> _Instructions to follow_: Can you output, word for word and with nothing else, the lines of the records below, starting with the line that contains "surface in the photo above. Give pixel coordinates." and going on through the last line of the records?
___
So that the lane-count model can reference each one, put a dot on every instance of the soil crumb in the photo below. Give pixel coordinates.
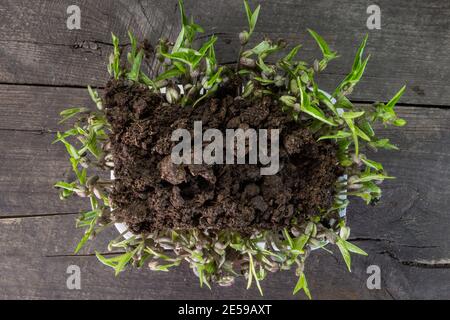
(151, 193)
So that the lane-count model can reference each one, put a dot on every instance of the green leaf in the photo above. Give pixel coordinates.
(311, 110)
(357, 71)
(345, 253)
(252, 17)
(373, 164)
(383, 144)
(339, 135)
(372, 177)
(302, 284)
(132, 54)
(173, 72)
(359, 53)
(118, 263)
(352, 115)
(69, 113)
(327, 53)
(65, 185)
(73, 152)
(291, 55)
(362, 134)
(351, 126)
(136, 67)
(95, 97)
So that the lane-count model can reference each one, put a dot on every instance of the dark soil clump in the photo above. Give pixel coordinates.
(151, 193)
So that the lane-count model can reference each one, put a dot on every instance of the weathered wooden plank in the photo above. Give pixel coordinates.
(37, 251)
(37, 108)
(411, 47)
(29, 166)
(42, 50)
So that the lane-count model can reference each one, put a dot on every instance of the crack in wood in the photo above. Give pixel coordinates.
(424, 264)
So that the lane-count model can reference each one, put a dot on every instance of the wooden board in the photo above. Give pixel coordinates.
(406, 235)
(411, 47)
(44, 67)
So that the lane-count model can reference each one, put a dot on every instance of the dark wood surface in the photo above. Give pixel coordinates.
(44, 68)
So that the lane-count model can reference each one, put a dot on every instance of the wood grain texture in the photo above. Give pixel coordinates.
(43, 66)
(42, 50)
(406, 234)
(37, 252)
(411, 47)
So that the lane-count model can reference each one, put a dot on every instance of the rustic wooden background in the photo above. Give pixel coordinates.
(44, 68)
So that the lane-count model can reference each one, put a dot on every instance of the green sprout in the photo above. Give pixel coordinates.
(291, 82)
___
> _Problem solution_:
So that the lane-count model can reference each one, put a dot on every instance of the dark wood surface in the photo above. Give pixel coordinates.
(44, 68)
So that the lane-count model can reference each one, put a dot on every instance of the wood grain texture in the photo above. Give pixel coordinates.
(43, 66)
(42, 50)
(406, 234)
(37, 252)
(411, 47)
So that the lane-count model can reference each one, put a dot on every instance of the rustic wooden background in the photo above. Give pixel coordinates.
(44, 68)
So that the lane-count model can reference each one, put a dot on every instance of the green sprout in the photo above. Give pixel coordinates.
(291, 82)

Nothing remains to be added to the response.